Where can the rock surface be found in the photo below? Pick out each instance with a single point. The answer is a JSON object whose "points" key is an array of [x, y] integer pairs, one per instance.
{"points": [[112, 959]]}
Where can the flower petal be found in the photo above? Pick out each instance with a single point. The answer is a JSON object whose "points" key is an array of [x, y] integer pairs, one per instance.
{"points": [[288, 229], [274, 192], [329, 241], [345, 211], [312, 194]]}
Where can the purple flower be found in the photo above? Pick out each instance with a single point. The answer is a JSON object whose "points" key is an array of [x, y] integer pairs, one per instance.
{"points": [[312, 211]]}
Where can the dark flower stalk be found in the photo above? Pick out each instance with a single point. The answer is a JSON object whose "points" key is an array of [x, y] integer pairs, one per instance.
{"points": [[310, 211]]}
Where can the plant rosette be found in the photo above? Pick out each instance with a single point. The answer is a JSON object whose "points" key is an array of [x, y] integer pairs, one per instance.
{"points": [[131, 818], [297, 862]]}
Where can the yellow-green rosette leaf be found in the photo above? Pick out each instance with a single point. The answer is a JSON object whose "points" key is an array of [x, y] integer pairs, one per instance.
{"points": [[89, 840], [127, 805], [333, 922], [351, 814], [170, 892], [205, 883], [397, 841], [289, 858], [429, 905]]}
* * *
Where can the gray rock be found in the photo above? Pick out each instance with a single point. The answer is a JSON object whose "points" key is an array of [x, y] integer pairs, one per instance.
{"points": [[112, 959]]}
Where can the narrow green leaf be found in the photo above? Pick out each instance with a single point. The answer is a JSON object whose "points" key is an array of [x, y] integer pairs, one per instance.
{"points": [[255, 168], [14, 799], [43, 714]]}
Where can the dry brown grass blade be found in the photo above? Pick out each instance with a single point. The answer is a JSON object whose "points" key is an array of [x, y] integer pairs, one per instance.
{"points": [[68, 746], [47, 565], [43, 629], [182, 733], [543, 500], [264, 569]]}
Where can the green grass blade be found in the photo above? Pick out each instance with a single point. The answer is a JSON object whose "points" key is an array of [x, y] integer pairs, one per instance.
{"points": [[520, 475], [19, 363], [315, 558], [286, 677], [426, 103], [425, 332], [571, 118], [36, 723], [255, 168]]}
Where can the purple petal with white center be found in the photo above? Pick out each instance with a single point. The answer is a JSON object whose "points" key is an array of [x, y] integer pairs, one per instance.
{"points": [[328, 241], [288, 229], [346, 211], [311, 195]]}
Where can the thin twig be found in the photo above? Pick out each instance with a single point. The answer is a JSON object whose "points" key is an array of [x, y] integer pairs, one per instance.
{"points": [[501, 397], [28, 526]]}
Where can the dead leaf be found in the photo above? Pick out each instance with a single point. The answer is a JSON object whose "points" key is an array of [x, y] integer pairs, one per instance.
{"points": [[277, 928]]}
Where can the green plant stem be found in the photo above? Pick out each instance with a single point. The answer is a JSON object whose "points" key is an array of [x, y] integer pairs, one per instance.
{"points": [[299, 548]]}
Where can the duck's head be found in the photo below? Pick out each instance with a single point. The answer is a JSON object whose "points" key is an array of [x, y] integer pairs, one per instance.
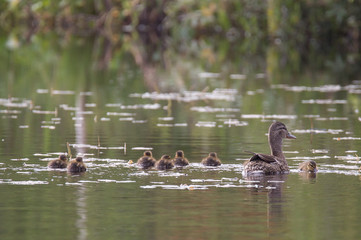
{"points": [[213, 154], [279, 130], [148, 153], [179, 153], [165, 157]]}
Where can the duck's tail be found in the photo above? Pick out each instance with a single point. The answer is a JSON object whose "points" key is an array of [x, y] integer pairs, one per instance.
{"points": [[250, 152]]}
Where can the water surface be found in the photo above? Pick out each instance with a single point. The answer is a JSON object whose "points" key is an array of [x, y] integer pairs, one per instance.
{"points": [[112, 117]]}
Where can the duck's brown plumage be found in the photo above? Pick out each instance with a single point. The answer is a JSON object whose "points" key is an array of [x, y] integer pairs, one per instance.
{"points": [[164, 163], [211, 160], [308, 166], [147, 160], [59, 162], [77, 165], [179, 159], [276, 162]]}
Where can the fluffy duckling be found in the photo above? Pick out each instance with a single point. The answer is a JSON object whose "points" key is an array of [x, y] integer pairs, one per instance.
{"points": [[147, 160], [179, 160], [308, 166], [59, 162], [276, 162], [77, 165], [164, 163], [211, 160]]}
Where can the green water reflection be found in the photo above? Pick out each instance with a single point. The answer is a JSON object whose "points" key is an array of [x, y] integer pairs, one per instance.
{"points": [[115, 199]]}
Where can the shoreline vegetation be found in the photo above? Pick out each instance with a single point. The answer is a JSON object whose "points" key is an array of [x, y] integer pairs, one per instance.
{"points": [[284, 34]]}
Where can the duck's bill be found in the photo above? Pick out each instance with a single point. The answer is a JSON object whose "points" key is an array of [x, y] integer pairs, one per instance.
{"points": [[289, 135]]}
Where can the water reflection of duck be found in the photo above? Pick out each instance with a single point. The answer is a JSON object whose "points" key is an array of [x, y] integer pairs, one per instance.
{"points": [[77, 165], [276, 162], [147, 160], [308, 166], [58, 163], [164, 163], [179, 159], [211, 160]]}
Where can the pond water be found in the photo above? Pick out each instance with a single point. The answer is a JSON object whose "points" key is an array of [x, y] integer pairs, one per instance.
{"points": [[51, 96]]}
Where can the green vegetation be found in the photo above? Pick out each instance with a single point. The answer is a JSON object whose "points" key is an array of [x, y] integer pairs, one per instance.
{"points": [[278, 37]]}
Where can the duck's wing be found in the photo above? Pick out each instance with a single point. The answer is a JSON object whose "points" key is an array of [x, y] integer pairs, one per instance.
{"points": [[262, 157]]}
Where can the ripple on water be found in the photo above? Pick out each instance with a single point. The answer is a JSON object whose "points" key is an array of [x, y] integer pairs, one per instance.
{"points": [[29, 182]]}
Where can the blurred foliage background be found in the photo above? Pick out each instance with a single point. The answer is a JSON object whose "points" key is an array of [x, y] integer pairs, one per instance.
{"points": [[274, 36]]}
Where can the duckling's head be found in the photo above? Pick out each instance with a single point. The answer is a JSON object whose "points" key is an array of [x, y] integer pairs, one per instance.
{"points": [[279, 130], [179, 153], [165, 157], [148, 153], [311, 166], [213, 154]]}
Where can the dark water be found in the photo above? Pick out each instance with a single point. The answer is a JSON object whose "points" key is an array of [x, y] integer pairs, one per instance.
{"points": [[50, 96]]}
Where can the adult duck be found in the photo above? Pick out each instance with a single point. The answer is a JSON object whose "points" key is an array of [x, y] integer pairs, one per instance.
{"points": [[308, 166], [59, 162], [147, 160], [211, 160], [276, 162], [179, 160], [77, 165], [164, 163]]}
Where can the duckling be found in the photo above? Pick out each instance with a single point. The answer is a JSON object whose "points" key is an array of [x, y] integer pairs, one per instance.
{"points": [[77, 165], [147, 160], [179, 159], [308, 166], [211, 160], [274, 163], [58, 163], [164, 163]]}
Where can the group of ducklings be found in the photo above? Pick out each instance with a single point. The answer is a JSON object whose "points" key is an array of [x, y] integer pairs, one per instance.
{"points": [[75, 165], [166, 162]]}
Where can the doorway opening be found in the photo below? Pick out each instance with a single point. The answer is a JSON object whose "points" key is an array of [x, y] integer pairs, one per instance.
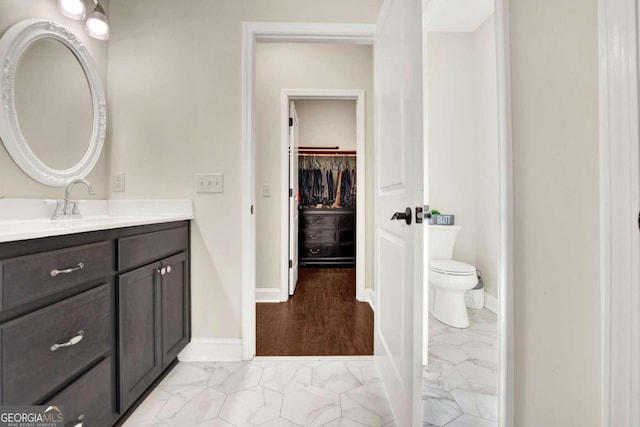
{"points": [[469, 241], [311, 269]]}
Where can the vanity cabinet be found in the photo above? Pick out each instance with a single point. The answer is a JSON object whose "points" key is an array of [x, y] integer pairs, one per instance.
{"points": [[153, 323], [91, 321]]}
--
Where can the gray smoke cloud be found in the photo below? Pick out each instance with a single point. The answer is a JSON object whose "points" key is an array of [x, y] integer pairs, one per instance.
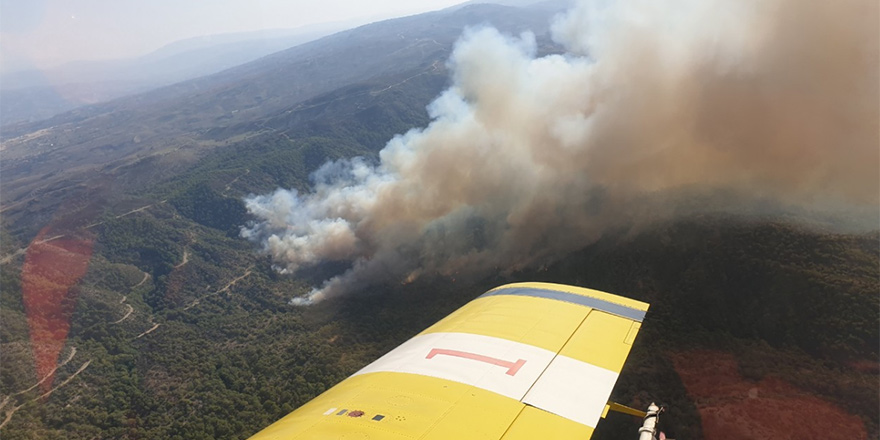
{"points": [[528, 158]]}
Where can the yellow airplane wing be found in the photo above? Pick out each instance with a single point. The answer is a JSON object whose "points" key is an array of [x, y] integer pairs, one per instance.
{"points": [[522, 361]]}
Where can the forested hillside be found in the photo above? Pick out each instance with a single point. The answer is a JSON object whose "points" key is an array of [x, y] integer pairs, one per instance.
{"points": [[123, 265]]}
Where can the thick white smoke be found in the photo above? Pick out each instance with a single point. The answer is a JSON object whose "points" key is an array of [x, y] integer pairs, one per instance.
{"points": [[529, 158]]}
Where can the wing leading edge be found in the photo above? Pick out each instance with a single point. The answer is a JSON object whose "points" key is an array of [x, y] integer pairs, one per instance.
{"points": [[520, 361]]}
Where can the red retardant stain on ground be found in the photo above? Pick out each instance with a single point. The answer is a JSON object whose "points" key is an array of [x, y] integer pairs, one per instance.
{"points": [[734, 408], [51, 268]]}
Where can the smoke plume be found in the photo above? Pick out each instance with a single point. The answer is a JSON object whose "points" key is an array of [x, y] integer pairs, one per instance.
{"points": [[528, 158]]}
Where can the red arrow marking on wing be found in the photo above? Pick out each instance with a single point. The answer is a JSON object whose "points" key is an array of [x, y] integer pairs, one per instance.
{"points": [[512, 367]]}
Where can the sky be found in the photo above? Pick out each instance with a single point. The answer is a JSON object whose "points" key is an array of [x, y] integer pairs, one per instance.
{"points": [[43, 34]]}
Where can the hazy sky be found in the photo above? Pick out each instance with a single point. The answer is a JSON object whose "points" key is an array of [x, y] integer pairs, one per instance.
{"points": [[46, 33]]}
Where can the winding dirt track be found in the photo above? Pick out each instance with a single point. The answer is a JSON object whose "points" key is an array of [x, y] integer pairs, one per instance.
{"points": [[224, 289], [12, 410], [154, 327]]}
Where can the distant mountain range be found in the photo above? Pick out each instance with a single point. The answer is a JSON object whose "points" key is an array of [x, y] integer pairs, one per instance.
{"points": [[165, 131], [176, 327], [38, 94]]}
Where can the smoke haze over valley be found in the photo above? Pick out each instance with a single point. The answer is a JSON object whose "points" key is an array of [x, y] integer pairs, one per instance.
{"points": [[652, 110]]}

> [EXERCISE] List every line from the records above that contains the word "tail", copying each one in full.

> [EXERCISE OUTPUT]
Where can the duck's tail be found in the photo above? Pick out each instance with a single point. The answer is a JSON object whose "points" key is an array of [x, y] integer pairs, one per instance.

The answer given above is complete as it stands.